[Task statement]
Down to the last line, reproduce the records exactly.

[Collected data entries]
-.-.-

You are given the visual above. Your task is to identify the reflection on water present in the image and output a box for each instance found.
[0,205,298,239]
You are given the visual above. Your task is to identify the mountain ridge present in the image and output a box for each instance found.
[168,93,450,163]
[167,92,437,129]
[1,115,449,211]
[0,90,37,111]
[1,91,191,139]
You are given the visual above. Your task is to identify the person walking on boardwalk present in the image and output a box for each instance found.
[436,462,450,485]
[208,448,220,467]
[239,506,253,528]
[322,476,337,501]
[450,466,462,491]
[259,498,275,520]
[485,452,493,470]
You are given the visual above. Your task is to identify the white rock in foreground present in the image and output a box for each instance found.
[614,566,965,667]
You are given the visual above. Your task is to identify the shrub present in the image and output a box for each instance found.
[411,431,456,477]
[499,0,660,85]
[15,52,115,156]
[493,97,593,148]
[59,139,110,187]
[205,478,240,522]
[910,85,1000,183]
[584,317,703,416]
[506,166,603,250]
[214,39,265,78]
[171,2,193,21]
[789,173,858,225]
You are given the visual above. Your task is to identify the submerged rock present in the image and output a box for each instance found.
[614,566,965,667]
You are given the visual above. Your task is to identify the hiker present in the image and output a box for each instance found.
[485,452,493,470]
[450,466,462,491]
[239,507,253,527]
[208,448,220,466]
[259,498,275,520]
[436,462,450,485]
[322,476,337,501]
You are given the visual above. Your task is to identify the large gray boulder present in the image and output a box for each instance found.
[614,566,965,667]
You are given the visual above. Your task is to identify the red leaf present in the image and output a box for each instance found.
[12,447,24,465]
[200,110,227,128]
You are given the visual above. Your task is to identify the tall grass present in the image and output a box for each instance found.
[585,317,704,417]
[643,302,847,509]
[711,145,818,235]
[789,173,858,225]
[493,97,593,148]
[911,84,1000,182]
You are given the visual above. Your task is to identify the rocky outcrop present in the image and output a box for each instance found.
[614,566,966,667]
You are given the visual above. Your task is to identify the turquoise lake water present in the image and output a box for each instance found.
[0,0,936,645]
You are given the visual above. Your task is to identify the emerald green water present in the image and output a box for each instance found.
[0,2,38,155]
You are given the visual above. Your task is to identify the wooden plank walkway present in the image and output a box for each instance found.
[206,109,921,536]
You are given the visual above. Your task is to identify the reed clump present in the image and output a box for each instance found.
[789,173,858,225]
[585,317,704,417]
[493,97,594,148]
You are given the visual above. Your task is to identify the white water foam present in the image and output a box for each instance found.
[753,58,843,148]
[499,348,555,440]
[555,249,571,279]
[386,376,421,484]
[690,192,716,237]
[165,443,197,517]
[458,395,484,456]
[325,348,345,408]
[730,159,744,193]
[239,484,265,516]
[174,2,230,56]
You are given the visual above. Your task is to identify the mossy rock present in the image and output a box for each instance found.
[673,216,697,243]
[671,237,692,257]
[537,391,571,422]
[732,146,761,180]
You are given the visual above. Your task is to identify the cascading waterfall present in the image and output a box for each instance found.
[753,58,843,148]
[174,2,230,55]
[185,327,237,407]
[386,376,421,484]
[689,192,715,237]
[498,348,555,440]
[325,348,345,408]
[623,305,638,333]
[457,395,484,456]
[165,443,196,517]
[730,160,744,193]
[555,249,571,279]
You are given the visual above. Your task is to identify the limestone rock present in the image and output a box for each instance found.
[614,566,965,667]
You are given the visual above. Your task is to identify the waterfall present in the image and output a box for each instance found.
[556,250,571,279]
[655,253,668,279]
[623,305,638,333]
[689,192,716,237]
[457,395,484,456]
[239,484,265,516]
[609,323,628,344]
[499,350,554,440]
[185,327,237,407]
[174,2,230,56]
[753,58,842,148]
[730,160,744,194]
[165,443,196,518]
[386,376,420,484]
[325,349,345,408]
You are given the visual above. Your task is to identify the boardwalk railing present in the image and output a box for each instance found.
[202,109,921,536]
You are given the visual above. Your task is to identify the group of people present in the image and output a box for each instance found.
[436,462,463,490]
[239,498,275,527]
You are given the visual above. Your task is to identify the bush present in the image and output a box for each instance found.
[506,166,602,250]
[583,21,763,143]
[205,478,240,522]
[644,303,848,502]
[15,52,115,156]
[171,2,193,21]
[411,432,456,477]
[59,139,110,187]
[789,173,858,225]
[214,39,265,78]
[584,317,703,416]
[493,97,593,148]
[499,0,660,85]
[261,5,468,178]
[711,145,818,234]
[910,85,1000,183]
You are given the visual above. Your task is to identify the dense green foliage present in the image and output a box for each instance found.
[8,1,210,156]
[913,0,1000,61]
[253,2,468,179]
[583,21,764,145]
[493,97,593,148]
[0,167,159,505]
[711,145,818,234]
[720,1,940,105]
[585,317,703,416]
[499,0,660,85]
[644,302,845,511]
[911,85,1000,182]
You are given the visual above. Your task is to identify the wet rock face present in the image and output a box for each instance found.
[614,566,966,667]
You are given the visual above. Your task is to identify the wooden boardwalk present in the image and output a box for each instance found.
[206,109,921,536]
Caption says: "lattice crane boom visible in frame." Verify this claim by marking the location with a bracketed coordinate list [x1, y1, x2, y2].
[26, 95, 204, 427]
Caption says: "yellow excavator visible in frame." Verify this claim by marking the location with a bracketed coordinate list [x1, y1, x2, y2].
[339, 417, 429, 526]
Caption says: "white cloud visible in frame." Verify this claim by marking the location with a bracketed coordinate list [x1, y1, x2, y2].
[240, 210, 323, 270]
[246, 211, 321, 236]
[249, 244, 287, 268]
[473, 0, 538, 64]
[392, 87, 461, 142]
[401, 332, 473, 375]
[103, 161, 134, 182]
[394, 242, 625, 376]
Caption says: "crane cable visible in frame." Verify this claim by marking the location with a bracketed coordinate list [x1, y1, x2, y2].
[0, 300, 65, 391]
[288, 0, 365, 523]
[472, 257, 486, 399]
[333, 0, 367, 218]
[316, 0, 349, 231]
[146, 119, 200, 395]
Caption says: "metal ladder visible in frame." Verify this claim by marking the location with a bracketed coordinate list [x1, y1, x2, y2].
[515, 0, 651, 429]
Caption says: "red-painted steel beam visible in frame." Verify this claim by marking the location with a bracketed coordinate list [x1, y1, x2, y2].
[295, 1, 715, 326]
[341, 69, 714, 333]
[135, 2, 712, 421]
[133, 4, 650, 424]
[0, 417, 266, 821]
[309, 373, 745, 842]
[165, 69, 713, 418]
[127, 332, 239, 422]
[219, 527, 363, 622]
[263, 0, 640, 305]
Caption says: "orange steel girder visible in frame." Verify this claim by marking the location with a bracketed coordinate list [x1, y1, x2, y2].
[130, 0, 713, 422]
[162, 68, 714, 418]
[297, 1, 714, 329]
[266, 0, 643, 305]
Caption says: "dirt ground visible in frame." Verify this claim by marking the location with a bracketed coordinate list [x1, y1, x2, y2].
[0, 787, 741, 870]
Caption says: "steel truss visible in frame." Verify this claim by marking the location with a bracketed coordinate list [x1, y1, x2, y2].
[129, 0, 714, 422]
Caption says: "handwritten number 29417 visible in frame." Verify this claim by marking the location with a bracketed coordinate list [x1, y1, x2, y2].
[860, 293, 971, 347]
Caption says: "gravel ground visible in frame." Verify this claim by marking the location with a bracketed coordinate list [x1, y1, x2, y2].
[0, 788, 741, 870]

-.-.-

[Solution to the problem]
You are given the visual above. Your task is to identify the reflection on water present in the image and output a box for each instance found.
[0,205,298,239]
You are given the visual above. Your task is to identify the mountain ridge present in the image and output a box for each instance found.
[168,93,450,163]
[167,92,437,129]
[1,115,449,211]
[0,90,37,111]
[1,91,191,139]
You are given the visual above. Your task is to identify the person walking on boardwalk present in the image and output a box for each instance found.
[436,462,450,485]
[208,448,220,467]
[239,506,253,528]
[322,476,337,501]
[450,466,462,491]
[259,498,275,520]
[485,452,493,470]
You are given the visual above. Your task is to identify the white rock in foreground present in the image and output a box for each instance found.
[614,566,965,667]
You are given the visual above. Your task is to identify the shrub present in the image and output a box for each instance found.
[411,431,456,477]
[499,0,660,85]
[15,52,115,156]
[493,97,593,148]
[59,139,110,187]
[205,478,240,522]
[910,85,1000,183]
[584,317,703,416]
[506,166,603,250]
[214,39,265,78]
[171,2,193,21]
[789,173,858,225]
You are given the visual above. Your task is to identify the submerged rock present in the image and output a box for each instance found.
[614,566,965,667]
You are given the visual above. Your task is to identify the hiker present in the image and output a box for each instance found.
[485,452,493,470]
[450,466,462,491]
[239,507,253,527]
[208,448,220,466]
[259,498,275,520]
[436,462,450,485]
[322,476,337,501]
You are given the visual above. Your task is to identify the large gray boulder present in the image and output a box for each instance found.
[614,566,965,667]
You are given the visual above. Your task is to identify the red leaf present in the image and output a box for each instance found.
[12,447,24,465]
[200,110,227,128]
You are given the visual above. Your task is to identify the tall grass present in the image and output a box for each instance found.
[585,317,704,417]
[643,302,847,509]
[711,145,818,235]
[789,173,858,225]
[493,97,593,148]
[911,84,1000,182]
You are given the visual above. Your task is to identify the rocky outcrop present in the image and output a box for each instance found.
[614,566,966,667]
You are given the visual above. Your task is to identify the turquoise lake water present in the image and output a box for each instance found.
[0,0,936,645]
You are given the visual above. Your task is to identify the emerald green water present in the image and output a box for each instance found.
[0,2,38,155]
You are given the visual above. Your task is to identify the wooden plank walkway present in the image and output a box for each instance found.
[206,109,921,536]
You are given the visual above. Your task is to identify the reed clump present in the image and output a box for each instance found.
[789,173,858,225]
[585,317,704,417]
[493,97,594,148]
You are given the visual above. Your task is to identify the white water foam present in the image and output a box for each instance found.
[753,58,843,148]
[499,348,555,440]
[555,249,571,279]
[386,376,421,484]
[690,192,716,237]
[165,443,197,517]
[458,395,484,456]
[325,348,345,408]
[730,159,744,193]
[239,484,265,516]
[174,2,230,56]
You are given the visual above. Your task is to identify the mossy rock present in the image and output a box for each instance found.
[673,216,697,243]
[671,237,692,257]
[537,391,571,422]
[732,146,761,180]
You are given the visual above. Your task is to identify the cascading waterfall present in the image and output a box for each instance found.
[753,58,843,148]
[174,2,230,55]
[185,327,237,407]
[386,376,421,484]
[689,192,715,237]
[498,348,555,440]
[325,348,345,408]
[623,305,638,333]
[457,395,484,456]
[165,443,196,517]
[730,160,744,193]
[555,249,571,279]
You are given the visual above. Your task is to identify the limestone rock present in the image and output a box for each instance found.
[614,566,965,667]
You are given the visual above. Your task is to identify the waterfall present in the image and output a box for each instance found.
[556,250,571,279]
[655,253,668,279]
[623,305,638,333]
[689,192,716,237]
[457,395,484,456]
[239,484,265,516]
[609,323,628,344]
[499,350,554,440]
[185,327,237,407]
[174,2,230,56]
[753,58,842,148]
[730,160,744,194]
[165,443,196,518]
[386,376,420,484]
[325,349,345,408]
You are given the visual above. Your task is to identify the boardwalk railing present in the image and output a box for each instance found.
[202,109,921,536]
You are given the visual above. Your task is to identify the group of people present in the image and output a box for each instance found.
[436,462,463,490]
[239,498,275,527]
You are given the visual above. Your task is to identify the bush present in the image and output a box for each instance found.
[506,166,602,250]
[583,21,763,143]
[205,478,240,522]
[644,303,848,502]
[15,52,115,156]
[171,2,193,21]
[411,432,456,477]
[59,139,110,187]
[789,173,858,225]
[214,39,265,78]
[584,317,703,416]
[493,97,593,148]
[499,0,660,85]
[261,5,468,178]
[711,145,818,234]
[910,85,1000,183]
You are given the visual above. Your task is to identify the dense green foliage present in the image and output a box for each instance found.
[8,1,210,156]
[913,0,1000,61]
[253,2,468,179]
[583,21,764,145]
[493,97,593,148]
[0,167,159,505]
[711,145,818,234]
[720,1,940,105]
[585,317,703,416]
[499,0,660,85]
[644,302,845,511]
[911,85,1000,182]
You are given the visual above. Your task is to identify the wet rock face present in the image and output a box for each instance found.
[614,566,966,667]
You are given the visual above. Your task is to identify the wooden boardwalk present in the image and output a box for each instance found.
[206,109,921,536]
Caption says: "lattice crane boom visible in frame." Verify this claim by marking the location with a bracketed coordinate list [x1, y1, x2, y2].
[26, 95, 204, 427]
Caption says: "yellow excavator visible in frame." Verify this claim by marking the location with a bracketed coordinate list [x1, y1, x2, y2].
[339, 417, 429, 526]
Caption says: "white cloud visible in frame." Verify this claim by marking the location with a bracketed coordinate list [x1, y1, x2, y2].
[240, 210, 323, 270]
[246, 211, 321, 236]
[249, 244, 287, 268]
[473, 0, 538, 64]
[392, 87, 461, 142]
[401, 332, 473, 375]
[103, 161, 134, 182]
[394, 242, 625, 376]
Caption says: "crane cable visible in frame." Verify this claim by marking the location with a bracketed coordinate list [x1, y1, x2, y2].
[0, 300, 65, 391]
[288, 0, 365, 523]
[472, 257, 486, 399]
[333, 0, 367, 218]
[316, 0, 349, 231]
[146, 119, 200, 395]
Caption says: "metal ladder visible in frame." Verify this claim by marking the location with a bracketed coordinate list [x1, y1, x2, y2].
[515, 0, 651, 429]
Caption says: "red-painted steel beam visible in frame." Verify this claim by marking the location with a bracketed coordinate list [x1, y1, x2, y2].
[295, 1, 715, 326]
[341, 69, 714, 333]
[135, 2, 712, 421]
[133, 4, 650, 424]
[0, 417, 266, 821]
[309, 373, 745, 842]
[165, 69, 713, 418]
[127, 332, 239, 422]
[219, 527, 363, 622]
[263, 0, 640, 305]
Caption says: "orange steel girder visible in frame." Verify this claim by marking the location with a bracketed coordinate list [x1, y1, x2, y2].
[130, 0, 713, 422]
[162, 68, 714, 418]
[297, 1, 714, 329]
[266, 0, 643, 305]
Caption says: "dirt ground visible in frame." Verify this claim by marking the location with a bracketed coordinate list [x1, y1, x2, y2].
[0, 787, 741, 870]
Caption says: "steel truss visible in frame." Verify this claim by marking the location with a bracketed coordinate list [x1, y1, x2, y2].
[129, 0, 714, 422]
Caption says: "handwritten number 29417 visible in frame." Verify this claim by marking the location with a bracketed coordinate list [x1, y1, x2, y2].
[860, 293, 971, 347]
Caption says: "gravel ground visible in frame." Verify this claim by marking the location with a bracketed coordinate list [x1, y1, x2, y2].
[0, 788, 741, 870]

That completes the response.